## Begin Input rows

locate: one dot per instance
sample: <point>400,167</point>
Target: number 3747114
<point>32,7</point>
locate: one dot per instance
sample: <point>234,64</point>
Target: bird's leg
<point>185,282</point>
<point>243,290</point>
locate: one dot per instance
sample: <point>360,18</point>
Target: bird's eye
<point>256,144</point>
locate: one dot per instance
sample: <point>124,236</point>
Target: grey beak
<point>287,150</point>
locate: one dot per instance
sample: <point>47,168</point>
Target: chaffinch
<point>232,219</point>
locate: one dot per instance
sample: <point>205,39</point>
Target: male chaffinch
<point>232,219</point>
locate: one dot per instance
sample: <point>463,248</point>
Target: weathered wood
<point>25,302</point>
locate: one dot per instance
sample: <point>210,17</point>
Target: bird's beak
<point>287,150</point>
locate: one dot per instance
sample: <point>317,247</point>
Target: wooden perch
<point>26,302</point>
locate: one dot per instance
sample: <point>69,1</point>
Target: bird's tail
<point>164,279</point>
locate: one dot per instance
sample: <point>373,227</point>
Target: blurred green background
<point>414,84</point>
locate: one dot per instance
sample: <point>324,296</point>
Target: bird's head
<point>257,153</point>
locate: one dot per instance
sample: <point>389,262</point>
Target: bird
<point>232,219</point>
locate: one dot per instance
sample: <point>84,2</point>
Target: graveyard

## End Input rows

Short exercise »
Retype all of the records above word for word, without changing anything.

Final result »
locate: one dot per instance
sample: <point>400,167</point>
Target: number 3747114
<point>32,7</point>
locate: one dot per instance
sample: <point>234,64</point>
Target: bird's leg
<point>185,282</point>
<point>243,290</point>
locate: one dot per instance
sample: <point>360,18</point>
Target: bird's eye
<point>256,144</point>
locate: one dot per instance
sample: <point>124,236</point>
Target: grey beak
<point>287,150</point>
locate: one dot per instance
sample: <point>47,168</point>
Target: chaffinch
<point>232,219</point>
locate: one dot per instance
sample: <point>205,39</point>
Target: male chaffinch
<point>232,219</point>
locate: one dot per instance
sample: <point>463,248</point>
Target: weathered wood
<point>25,302</point>
locate: one dot per instance
sample: <point>210,17</point>
Target: bird's beak
<point>287,150</point>
locate: one dot per instance
sample: <point>317,247</point>
Target: wooden perch
<point>26,302</point>
locate: one dot per instance
sample: <point>69,1</point>
Target: bird's tail
<point>164,279</point>
locate: one dot per instance
sample: <point>373,227</point>
Target: blurred green background
<point>414,84</point>
locate: one dot per instance
sample: <point>324,296</point>
Target: bird's head
<point>257,153</point>
locate: one dot per instance
sample: <point>389,262</point>
Target: bird
<point>232,219</point>
locate: one dot per instance
sample: <point>84,2</point>
Target: graveyard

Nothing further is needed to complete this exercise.